**Цитируемый отрывок**
-*-

Разочарование в возможности честного, творческого труда толкало к дальнейшим размышлениям о сущности нашего государства. Самиздатская литература давала исторический материал для этих размышлений, показывала психологию общества, различных его слоев.
Вспоминается огромное счастье «Ракового корпуса» — счастье эстетическое и нравственное.
Первые страницы были трудны и заставили отложить книгу. Я попытался понять, почему трудно читать. Язык. Он показался мне каким-то нерусским. Но чем — было неясно. Читал дальше, заметил, что это ощущение неправильного языка исчезло, язык вообще исчез — осталась жизнь и мысль. И только к концу книги я понял свою первую реакцию. Мы так уже пресытились беллетристикой, что правильные, гладкие фразы со стандартными словами легко входят в сознание и столь же легко уходят из него — как вода сквозь песок. «Шероховатость» языка «Ракового корпуса» задевает, «царапает» сознание и заставляет вслушиваться, сосредоточивать внимание на каждой фразе.
Но не то же ли у Достоевского: тяжело построенные фразы еще более трудны для восприятия, но именно это создает напряженное внимание, и затем, когда уже с этой трудностью частично справишься, Достоевский втягивает в страшный и светлый мир своих героев-идей, завораживает почти магнетически настолько, что исчезает не только язык, но и идеи (они приходят потом, как собственные) — остается жизнь героев-идей.
Я не филолог и потому не хочу проводить анализ произведения. Рассказываю лишь о своей реакции. Художественная глубина «Ракового корпуса» вначале заслонила мысль Солженицына. Радостно было, что наконец возродилась великая русская литература и достигла высоты Гоголя, Достоевского, Толстого.
И еще одна сторона, чисто художественная, поразила. До Солженицына натурализм казался мне чем-то нехудожественным и даже патологическим в некоторых случаях, он как бы подготавливал свой антипод — декаданс.

-*-

Записи из набора данных:
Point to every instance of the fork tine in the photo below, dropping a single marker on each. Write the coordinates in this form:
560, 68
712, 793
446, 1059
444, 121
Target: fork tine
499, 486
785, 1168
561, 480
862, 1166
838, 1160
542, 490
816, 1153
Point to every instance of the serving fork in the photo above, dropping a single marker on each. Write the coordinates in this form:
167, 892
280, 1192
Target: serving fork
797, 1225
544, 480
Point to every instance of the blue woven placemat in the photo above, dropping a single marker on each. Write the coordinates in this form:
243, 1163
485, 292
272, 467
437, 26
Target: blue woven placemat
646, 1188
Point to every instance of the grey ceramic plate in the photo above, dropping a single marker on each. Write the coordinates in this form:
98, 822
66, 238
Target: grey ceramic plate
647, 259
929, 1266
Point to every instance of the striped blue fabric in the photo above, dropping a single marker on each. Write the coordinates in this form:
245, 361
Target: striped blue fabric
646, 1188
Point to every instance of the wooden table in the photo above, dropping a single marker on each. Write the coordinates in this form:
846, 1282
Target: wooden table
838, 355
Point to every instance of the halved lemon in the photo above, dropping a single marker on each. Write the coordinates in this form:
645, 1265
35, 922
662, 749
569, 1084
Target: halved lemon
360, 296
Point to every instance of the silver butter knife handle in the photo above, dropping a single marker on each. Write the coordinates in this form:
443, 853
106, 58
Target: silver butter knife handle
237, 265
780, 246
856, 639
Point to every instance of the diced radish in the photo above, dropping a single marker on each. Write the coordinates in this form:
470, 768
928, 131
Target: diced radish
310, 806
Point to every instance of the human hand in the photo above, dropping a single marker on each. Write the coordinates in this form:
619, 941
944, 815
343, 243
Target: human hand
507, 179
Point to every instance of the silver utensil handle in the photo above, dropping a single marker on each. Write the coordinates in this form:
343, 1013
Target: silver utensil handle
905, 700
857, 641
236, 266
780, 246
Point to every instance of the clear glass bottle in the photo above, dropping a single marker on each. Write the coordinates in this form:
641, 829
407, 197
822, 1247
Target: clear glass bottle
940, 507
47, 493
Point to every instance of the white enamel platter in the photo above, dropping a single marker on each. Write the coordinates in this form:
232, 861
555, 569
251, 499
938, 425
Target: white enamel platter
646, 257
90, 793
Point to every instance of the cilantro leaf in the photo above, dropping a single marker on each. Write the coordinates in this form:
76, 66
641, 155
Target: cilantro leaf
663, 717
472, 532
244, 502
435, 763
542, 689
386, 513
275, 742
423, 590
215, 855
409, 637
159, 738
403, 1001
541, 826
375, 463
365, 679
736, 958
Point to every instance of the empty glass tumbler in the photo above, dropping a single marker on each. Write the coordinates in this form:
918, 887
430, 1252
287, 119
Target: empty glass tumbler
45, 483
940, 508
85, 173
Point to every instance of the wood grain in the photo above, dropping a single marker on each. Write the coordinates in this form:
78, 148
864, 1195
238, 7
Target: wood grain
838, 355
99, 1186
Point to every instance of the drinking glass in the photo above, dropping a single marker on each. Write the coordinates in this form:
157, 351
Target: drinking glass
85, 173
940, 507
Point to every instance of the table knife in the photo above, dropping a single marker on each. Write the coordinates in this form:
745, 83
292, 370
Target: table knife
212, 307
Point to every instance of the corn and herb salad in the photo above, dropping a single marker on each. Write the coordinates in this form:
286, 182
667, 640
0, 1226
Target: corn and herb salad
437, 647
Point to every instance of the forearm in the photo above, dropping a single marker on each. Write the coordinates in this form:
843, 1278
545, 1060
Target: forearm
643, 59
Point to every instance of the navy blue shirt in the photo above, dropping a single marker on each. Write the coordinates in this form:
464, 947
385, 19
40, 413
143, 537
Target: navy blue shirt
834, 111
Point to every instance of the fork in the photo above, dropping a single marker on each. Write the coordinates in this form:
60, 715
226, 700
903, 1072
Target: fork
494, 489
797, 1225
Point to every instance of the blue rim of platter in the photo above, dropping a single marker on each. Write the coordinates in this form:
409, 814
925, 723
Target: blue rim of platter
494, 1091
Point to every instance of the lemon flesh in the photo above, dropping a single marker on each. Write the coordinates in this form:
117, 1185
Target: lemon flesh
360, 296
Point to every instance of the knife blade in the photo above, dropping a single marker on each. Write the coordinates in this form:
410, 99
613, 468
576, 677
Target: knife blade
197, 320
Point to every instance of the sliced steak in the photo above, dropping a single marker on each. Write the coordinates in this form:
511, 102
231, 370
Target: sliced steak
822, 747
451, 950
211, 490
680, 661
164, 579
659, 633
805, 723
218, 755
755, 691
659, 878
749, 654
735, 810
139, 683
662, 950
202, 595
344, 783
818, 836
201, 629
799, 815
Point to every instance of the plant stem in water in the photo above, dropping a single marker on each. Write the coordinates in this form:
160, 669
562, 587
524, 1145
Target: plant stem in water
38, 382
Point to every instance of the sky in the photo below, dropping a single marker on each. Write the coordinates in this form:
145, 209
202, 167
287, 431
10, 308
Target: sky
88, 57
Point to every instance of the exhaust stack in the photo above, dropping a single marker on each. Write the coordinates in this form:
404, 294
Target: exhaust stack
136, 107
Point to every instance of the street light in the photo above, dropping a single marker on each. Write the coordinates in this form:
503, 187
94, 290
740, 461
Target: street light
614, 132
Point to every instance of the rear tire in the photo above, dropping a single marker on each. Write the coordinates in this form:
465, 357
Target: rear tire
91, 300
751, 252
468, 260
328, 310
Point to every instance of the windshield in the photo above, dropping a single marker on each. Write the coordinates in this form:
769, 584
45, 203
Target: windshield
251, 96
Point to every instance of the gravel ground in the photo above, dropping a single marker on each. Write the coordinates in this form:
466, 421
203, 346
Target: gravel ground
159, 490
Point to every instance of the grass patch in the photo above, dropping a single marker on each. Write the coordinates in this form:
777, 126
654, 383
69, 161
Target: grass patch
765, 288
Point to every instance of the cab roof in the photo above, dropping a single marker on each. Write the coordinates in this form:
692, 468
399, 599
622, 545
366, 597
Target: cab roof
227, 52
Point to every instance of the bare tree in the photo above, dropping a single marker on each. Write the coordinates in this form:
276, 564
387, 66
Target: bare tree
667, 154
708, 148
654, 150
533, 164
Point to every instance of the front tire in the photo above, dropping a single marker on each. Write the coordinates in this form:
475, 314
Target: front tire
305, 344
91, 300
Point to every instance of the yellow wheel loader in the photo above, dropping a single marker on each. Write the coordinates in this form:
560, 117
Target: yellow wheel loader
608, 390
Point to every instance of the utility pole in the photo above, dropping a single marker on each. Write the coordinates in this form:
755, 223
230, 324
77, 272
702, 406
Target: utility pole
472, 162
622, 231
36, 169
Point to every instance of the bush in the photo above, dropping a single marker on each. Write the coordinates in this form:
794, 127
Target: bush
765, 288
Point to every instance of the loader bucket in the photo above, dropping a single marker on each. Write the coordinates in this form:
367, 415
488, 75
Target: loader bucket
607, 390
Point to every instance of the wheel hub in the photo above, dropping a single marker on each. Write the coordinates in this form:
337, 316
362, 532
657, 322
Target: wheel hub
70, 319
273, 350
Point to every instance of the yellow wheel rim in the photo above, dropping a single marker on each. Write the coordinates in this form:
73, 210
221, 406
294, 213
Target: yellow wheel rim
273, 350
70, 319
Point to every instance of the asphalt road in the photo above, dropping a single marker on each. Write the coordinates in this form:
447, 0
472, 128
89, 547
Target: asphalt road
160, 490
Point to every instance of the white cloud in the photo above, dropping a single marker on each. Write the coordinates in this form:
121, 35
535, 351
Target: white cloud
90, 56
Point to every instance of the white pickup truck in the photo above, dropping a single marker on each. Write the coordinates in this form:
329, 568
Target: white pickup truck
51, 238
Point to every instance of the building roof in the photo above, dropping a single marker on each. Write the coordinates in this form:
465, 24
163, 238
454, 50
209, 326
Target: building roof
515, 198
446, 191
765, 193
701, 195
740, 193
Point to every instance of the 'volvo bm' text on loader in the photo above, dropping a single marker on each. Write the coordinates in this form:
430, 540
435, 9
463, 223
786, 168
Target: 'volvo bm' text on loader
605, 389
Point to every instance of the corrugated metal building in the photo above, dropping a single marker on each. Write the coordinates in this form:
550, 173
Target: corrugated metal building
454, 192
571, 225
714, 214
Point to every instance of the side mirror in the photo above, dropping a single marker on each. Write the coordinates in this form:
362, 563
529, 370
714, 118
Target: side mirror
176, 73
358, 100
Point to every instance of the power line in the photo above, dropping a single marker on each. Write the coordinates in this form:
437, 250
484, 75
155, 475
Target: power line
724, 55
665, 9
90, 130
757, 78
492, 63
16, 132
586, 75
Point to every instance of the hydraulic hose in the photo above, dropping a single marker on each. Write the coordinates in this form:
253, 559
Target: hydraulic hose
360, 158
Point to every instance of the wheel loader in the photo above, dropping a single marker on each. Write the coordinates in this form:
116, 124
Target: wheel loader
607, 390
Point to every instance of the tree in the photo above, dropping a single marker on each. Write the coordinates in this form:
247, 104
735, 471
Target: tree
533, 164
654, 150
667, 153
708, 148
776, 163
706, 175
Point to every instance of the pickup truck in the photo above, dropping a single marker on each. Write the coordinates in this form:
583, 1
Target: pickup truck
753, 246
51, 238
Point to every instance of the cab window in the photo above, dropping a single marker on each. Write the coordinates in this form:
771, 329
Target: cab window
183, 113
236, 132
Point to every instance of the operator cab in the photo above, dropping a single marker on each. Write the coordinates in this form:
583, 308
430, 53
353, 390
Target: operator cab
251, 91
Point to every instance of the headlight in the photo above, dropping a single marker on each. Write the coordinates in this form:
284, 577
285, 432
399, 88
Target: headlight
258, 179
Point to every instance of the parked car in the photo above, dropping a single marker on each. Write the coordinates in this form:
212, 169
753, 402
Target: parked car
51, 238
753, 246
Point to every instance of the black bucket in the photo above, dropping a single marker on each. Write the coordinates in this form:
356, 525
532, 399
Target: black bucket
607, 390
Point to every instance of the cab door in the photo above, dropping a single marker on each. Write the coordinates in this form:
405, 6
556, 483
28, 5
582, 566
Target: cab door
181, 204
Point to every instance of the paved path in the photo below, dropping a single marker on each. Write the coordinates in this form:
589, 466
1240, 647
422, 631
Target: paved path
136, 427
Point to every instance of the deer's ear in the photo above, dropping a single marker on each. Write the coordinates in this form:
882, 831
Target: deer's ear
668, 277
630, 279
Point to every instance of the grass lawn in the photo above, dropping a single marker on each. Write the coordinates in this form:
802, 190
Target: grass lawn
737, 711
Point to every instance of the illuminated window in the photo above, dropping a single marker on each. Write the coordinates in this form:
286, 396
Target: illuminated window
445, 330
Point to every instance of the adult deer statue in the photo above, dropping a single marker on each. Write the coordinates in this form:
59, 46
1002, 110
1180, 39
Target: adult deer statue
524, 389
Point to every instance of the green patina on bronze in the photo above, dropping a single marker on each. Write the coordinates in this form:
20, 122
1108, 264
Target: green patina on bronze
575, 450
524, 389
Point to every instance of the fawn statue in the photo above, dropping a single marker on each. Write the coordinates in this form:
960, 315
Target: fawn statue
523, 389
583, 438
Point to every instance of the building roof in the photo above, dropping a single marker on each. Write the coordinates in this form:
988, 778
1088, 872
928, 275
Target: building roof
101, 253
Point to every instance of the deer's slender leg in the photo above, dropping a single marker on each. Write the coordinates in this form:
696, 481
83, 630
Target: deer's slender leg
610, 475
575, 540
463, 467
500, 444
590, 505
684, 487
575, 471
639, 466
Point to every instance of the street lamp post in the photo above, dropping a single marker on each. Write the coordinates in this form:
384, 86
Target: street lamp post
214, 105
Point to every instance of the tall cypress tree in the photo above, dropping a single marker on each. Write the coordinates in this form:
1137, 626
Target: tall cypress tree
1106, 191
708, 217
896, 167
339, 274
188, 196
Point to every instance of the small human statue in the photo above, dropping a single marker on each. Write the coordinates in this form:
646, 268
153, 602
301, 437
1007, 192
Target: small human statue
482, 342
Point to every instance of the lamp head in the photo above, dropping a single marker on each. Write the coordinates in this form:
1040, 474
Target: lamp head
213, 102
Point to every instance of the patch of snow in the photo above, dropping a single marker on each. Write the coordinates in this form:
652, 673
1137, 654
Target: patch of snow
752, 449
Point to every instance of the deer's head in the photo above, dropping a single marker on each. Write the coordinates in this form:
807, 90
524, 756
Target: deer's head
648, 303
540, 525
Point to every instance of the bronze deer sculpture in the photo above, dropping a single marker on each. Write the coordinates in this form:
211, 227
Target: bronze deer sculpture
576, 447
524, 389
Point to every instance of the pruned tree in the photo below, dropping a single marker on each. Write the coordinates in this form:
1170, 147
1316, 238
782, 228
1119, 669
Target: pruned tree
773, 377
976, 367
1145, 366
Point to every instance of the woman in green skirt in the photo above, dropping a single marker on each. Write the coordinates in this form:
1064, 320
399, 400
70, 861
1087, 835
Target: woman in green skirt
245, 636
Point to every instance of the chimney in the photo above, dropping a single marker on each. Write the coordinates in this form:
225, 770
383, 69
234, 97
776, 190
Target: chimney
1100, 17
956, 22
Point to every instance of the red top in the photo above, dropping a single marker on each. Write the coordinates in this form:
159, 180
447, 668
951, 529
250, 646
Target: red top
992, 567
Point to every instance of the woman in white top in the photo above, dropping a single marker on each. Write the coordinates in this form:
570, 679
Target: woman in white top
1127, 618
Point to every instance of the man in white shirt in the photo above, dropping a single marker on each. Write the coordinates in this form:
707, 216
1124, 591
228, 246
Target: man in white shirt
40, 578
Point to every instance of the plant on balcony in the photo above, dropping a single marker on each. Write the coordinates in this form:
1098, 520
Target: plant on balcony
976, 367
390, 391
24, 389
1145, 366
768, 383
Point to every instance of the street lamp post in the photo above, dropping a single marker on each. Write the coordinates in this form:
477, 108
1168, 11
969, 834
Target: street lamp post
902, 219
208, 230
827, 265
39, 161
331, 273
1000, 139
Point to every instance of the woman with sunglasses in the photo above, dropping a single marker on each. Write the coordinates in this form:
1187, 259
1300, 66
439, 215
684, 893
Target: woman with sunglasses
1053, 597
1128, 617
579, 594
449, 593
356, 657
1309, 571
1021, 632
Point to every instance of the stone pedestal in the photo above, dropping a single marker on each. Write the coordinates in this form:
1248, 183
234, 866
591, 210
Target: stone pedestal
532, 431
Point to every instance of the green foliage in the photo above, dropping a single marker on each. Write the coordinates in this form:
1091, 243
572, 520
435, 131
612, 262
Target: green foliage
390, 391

-*-

**Задания к упражнению**
1 – Ответьте по отрывку на вопросы:
(a) Каким показался автору язык на первых страницах «Ракового корпуса»?
(b) С чем сравниваются правильные, гладкие фразы, которые легко входят в сознание и легко уходят из него?
(c) До высоты каких писателей, по словам автора, достигла возродившаяся великая русская литература?
2 – Переведите на английский язык предложение из отрывка: «Вспоминается огромное счастье «Ракового корпуса» — счастье эстетическое и нравственное».
3 – Верните точную копию фрагмента отрывка, начиная со слов "Первые страницы были" и заканчивая словами "на каждой фразе.".

**Ответы к заданиям**
1 –
(a) Каким-то нерусским.
(b) С водой, уходящей сквозь песок.
(c) До высоты Гоголя, Достоевского, Толстого.

2 – I recall the immense happiness of "Cancer Ward," a happiness both aesthetic and moral.

3 –
Первые страницы были трудны и заставили отложить книгу. Я попытался понять, почему трудно читать. Язык. Он показался мне каким-то нерусским. Но чем — было неясно. Читал дальше, заметил, что это ощущение неправильного языка исчезло, язык вообще исчез — осталась жизнь и мысль. И только к концу книги я понял свою первую реакцию. Мы так уже пресытились беллетристикой, что правильные, гладкие фразы со стандартными словами легко входят в сознание и столь же легко уходят из него — как вода сквозь песок. «Шероховатость» языка «Ракового корпуса» задевает, «царапает» сознание и заставляет вслушиваться, сосредоточивать внимание на каждой фразе.